WHAT YOU ARE ASKED TO DO = Return only the lines from the one containing "of the side" to the end of the entries below, exactly as written, both ends included.

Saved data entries
"""

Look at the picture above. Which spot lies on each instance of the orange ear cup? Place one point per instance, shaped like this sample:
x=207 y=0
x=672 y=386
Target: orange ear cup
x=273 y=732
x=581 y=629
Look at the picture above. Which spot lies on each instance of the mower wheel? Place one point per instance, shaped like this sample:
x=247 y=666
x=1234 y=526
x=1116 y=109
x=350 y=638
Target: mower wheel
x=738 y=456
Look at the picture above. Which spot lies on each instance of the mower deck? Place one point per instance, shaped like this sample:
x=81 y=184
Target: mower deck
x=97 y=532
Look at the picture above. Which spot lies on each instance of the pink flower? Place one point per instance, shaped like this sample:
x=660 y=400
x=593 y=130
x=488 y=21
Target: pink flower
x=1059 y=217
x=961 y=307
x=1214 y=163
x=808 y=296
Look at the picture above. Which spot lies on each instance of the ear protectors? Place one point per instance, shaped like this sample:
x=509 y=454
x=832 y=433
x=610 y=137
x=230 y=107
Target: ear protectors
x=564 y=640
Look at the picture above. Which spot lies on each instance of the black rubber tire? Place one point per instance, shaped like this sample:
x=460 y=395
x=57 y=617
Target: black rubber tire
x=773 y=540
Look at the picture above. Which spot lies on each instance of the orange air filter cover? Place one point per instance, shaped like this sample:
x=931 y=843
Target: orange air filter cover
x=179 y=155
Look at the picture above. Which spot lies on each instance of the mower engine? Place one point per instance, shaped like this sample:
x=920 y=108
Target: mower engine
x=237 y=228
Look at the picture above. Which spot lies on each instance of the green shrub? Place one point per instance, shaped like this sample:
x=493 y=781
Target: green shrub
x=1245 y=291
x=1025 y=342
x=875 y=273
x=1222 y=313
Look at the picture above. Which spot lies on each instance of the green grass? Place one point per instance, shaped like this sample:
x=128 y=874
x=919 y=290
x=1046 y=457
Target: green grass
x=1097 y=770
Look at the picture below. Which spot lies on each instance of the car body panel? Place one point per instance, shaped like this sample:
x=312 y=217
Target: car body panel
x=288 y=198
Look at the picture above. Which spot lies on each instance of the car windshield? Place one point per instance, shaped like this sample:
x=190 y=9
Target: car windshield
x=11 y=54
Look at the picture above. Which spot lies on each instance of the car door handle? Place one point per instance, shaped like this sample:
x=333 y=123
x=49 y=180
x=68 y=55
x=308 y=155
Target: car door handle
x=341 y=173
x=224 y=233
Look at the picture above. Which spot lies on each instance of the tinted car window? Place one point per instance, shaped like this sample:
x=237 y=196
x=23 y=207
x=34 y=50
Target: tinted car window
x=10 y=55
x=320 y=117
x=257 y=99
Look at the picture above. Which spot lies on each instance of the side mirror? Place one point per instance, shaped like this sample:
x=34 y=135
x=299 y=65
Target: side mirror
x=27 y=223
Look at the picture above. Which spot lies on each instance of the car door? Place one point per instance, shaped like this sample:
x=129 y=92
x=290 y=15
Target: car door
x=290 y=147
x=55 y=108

"""

ANSWER AREA =
Look at the picture above. Which spot lies on each instance of the side mirror? Place one point per instance, shaped like this sample:
x=34 y=135
x=299 y=65
Target: side mirror
x=27 y=223
Look at the picture above. Which spot lies on each instance of the car door? Place one point per instance, shaped like this sample:
x=129 y=92
x=290 y=15
Target: car door
x=290 y=147
x=55 y=108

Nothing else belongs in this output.